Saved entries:
-------------------------

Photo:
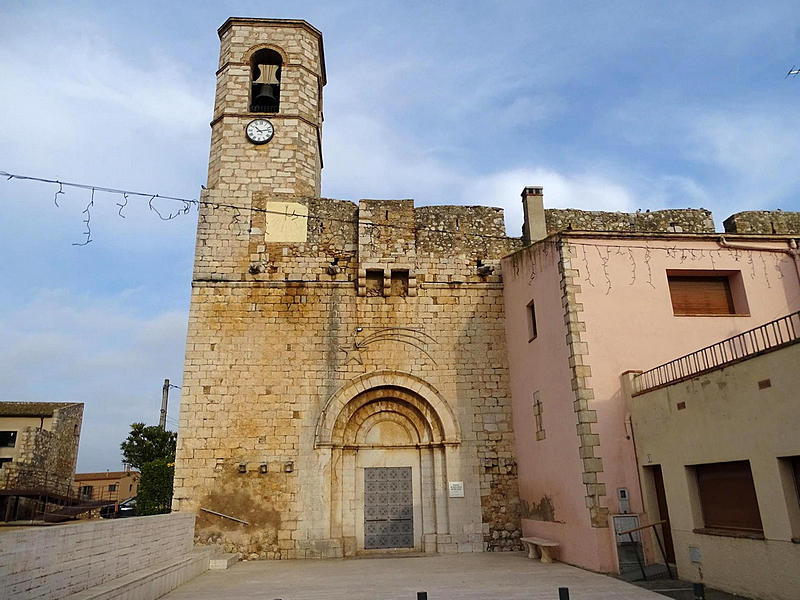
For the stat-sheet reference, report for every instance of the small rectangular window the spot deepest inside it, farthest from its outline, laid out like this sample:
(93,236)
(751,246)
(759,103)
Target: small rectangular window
(700,294)
(537,416)
(399,282)
(374,282)
(532,329)
(728,496)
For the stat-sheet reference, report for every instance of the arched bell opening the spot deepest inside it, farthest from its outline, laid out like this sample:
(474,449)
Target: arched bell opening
(265,81)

-------------------------

THE TASK: Track down every line in the entries that includes the string "outline", and copy it.

REPLY TO THE TASK:
For the stat-sheet reference, report for every instance of the small rectangular window the spot deepest inside it, farthest from its outline, laid out like this sample:
For the stat-sheet reference, report for every instance of the arched bell opening the spot deepest inside it, farthest from its outline, laid out like this sample:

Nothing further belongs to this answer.